- REQUIREMENTS -
List every line in the items that contains the word "panel".

[Part of a data file]

══════════

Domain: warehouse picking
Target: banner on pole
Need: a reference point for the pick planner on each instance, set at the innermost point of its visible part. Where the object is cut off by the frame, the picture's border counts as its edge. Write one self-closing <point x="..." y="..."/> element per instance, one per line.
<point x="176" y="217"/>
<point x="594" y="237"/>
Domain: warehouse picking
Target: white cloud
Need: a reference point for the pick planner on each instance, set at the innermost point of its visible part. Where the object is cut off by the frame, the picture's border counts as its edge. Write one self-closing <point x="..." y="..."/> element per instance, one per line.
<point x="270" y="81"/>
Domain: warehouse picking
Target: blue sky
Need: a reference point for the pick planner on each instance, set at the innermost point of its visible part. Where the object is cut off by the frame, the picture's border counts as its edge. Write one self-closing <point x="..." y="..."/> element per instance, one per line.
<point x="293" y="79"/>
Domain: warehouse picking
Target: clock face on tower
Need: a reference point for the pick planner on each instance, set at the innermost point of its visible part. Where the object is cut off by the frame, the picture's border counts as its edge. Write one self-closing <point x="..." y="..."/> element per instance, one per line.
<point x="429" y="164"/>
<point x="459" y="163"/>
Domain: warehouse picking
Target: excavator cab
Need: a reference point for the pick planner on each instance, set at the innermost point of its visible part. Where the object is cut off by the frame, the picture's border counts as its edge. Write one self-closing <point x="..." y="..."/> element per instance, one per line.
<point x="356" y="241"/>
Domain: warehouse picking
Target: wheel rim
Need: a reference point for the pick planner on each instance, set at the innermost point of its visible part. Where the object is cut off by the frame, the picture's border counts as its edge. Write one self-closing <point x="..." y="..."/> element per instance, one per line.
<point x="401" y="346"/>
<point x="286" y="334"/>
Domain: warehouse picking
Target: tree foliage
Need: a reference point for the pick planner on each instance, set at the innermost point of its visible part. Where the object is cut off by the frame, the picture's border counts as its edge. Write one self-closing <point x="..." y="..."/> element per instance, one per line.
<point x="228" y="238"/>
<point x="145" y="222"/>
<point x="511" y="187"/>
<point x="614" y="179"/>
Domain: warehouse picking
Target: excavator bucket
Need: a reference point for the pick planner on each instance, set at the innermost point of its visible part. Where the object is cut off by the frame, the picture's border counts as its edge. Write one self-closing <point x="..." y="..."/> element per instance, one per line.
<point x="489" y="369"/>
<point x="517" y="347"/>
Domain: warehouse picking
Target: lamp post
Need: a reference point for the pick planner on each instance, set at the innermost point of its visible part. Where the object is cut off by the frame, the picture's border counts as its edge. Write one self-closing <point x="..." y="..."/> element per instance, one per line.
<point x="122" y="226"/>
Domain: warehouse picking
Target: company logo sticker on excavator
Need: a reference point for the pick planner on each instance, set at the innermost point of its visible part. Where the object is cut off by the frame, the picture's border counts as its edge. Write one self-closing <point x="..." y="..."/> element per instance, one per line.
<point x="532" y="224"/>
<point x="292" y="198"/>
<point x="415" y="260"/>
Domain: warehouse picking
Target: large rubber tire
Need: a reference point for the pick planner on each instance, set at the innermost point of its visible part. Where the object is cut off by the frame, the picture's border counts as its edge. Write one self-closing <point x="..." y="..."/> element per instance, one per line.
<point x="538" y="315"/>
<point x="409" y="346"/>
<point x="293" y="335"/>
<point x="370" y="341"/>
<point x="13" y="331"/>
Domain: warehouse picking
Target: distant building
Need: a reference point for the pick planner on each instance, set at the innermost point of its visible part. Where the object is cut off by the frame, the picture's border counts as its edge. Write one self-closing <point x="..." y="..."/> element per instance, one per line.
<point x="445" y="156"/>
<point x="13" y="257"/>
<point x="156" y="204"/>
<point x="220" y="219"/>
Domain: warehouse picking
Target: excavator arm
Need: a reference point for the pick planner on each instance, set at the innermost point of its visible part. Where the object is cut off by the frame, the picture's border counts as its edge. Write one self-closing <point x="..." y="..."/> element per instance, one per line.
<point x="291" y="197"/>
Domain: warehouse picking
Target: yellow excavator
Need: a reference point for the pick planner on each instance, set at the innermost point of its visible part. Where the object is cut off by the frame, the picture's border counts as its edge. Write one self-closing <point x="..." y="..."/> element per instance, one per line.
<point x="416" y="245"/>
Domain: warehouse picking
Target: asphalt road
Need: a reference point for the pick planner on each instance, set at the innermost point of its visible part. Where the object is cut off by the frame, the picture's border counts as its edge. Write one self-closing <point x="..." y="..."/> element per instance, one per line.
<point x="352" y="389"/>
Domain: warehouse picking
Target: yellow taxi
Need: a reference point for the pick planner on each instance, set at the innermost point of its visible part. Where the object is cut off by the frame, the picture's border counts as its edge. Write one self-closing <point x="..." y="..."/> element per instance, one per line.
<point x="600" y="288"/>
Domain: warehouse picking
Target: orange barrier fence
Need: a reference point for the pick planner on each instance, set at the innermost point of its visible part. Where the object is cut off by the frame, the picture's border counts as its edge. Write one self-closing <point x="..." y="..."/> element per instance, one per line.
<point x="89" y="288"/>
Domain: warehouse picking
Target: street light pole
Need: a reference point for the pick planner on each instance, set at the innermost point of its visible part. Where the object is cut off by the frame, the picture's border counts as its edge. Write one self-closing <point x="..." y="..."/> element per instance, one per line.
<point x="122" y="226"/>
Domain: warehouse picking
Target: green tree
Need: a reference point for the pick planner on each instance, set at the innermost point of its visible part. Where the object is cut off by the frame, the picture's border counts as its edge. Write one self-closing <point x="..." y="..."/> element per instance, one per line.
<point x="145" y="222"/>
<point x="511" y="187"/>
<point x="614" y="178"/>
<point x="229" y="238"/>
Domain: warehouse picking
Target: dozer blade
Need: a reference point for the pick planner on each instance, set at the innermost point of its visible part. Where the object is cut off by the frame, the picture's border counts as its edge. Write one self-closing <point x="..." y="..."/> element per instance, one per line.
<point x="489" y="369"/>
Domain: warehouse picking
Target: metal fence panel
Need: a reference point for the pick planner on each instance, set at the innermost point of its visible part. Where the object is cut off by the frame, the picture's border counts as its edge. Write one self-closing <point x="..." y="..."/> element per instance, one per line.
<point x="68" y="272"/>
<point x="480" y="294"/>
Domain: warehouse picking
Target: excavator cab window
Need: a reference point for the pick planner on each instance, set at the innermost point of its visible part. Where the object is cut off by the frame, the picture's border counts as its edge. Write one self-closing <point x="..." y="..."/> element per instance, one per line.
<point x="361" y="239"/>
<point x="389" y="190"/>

══════════

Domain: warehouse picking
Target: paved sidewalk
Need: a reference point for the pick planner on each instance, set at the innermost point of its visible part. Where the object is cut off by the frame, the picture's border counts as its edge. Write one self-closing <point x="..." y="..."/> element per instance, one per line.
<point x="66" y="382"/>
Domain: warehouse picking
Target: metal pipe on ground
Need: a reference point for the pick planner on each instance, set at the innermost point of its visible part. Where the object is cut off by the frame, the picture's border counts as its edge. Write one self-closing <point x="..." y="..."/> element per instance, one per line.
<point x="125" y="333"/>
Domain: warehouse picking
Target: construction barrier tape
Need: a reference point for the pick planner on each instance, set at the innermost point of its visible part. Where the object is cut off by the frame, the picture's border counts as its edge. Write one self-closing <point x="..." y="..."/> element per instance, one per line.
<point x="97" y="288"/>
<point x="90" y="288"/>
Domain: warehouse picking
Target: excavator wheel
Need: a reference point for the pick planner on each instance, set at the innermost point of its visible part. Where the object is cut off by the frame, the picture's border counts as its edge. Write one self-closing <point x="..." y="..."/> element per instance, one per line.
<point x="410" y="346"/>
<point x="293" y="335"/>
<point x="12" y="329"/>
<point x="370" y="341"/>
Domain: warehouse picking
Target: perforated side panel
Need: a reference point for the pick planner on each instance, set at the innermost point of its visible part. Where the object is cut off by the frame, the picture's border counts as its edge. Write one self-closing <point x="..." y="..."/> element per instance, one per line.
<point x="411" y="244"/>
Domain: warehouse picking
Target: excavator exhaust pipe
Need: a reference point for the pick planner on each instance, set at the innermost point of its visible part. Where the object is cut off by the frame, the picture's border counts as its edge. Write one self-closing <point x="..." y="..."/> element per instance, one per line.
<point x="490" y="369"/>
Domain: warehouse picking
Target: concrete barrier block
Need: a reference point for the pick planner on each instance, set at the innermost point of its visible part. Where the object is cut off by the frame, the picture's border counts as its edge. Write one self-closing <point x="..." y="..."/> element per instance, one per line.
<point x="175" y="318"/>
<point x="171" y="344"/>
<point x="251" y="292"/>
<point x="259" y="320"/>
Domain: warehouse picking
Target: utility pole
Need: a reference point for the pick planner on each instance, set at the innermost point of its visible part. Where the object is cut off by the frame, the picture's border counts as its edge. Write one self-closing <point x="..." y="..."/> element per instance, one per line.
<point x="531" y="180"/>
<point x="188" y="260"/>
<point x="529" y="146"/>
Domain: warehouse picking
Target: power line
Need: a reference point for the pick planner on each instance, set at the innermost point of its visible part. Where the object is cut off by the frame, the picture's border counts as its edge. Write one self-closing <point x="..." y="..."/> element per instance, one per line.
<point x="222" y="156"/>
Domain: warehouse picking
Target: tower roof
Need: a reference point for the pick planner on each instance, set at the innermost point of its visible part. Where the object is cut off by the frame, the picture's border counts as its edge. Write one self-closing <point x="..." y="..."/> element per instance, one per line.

══════════

- SOLUTION TO THIS EXERCISE -
Target: metal fence panel
Target: perforated side panel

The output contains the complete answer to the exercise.